▸ **Excerpt provided**
________
In how many ways can we tile a $13\times 1$ grid with monominos ($1\times 1$ tiles) dominos ($2\times 1$ tiles) and octominos ($8\times 1$ tiles)?

(I.e. how many ways can we partition the number $13$ into parts of size $1,2$ and $8$ respectively where order of parts matters)

We form a recurrence relation: Letting $a_n$ be the number of arrangements for a length $n$ grid, we can break $a_n$ up based on the length of the furthest right tile. If the furthest right tile were a monomino, then there are still $n-1$ spaces to be filled which can be done in $a_{n-1}$ ways. If it were a domino, there are still $n-2$ spaces to be filled which can be done in $a_{n-2}$ ways. If it were an octomino, there are still $n-8$ spaces to be filled which can be done in $a_{n-8}$ ways.
________
▸ **Written task a**
Which lines of the records contain the string "clicks"? Locate and copy each of them, treating case as significant.
These records have no connection to the tiling excerpt.

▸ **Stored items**
________
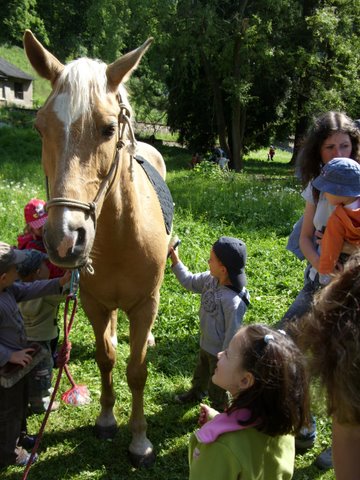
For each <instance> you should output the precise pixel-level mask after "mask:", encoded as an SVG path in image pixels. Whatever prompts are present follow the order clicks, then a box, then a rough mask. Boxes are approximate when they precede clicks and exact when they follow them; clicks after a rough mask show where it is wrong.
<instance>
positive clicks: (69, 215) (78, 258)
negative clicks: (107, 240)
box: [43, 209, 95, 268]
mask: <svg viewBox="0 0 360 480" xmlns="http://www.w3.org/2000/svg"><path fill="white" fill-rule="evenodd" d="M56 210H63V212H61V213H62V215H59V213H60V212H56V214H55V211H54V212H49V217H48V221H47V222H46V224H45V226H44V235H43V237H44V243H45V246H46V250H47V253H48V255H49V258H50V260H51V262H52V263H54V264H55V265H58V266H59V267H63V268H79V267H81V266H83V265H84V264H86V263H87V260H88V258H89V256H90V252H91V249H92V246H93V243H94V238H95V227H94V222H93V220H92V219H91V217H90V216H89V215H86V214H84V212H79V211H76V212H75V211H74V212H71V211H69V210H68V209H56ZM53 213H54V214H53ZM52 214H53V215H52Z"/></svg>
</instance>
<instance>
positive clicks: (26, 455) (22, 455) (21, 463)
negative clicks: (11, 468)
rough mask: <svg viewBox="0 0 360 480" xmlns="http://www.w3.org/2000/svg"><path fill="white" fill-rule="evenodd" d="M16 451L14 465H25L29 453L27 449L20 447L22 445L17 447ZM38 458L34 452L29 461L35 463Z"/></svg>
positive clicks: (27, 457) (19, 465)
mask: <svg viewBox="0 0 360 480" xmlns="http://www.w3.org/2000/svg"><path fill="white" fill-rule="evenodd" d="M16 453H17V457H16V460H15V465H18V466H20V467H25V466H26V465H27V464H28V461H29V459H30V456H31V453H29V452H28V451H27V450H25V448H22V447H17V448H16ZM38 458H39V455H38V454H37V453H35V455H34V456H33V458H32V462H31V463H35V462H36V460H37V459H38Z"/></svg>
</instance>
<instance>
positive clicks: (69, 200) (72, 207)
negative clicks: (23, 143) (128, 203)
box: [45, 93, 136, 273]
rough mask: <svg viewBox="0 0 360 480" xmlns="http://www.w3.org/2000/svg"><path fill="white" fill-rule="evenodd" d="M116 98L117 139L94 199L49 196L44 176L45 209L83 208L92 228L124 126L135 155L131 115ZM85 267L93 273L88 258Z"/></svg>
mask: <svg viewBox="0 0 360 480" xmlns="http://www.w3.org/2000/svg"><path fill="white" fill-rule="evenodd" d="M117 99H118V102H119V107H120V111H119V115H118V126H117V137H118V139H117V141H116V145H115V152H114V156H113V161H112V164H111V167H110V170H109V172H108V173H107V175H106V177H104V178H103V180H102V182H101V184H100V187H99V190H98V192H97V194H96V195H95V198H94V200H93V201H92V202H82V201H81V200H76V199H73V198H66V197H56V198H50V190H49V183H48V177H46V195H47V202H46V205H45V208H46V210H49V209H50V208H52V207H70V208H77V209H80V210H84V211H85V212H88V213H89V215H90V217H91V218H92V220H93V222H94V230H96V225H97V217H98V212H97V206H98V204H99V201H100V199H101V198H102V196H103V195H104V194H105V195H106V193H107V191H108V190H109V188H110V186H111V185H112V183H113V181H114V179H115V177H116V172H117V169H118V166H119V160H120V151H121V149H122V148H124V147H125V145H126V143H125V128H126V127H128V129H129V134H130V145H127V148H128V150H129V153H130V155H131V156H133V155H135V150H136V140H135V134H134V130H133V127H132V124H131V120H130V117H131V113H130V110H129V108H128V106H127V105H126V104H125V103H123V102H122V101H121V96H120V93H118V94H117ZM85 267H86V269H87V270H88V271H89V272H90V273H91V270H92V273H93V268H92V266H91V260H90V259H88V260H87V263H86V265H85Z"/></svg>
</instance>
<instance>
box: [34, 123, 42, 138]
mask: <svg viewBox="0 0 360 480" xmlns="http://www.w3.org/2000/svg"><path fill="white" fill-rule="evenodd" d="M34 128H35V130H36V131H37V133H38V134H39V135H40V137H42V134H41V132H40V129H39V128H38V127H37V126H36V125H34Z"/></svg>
________
▸ **Written task b**
How would you render this sentence from the tiling excerpt in Spanish: "If it were a domino, there are still $n-2$ spaces to be filled which can be done in $a_{n-2}$ ways."

▸ **Task solution a**
For each <instance> you should output the precise pixel-level mask after "mask:", encoded as an SVG path in image pixels. Whatever prompts are present follow the order clicks, then a box, then a rough mask. Boxes are approximate when they precede clicks and exact when they follow them; clicks after a rough mask show where it is wrong.
positive clicks: (69, 215) (78, 258)
negative clicks: (107, 240)
positive clicks: (26, 455) (22, 455) (21, 463)
negative clicks: (11, 468)
positive clicks: (27, 457) (19, 465)
positive clicks: (69, 200) (72, 207)
negative clicks: (23, 143) (128, 203)

▸ **Task solution b**
Si fuera un dominó, todavía quedan $n-2$ espacios por llenar, lo cual puede hacerse de $a_{n-2}$ maneras.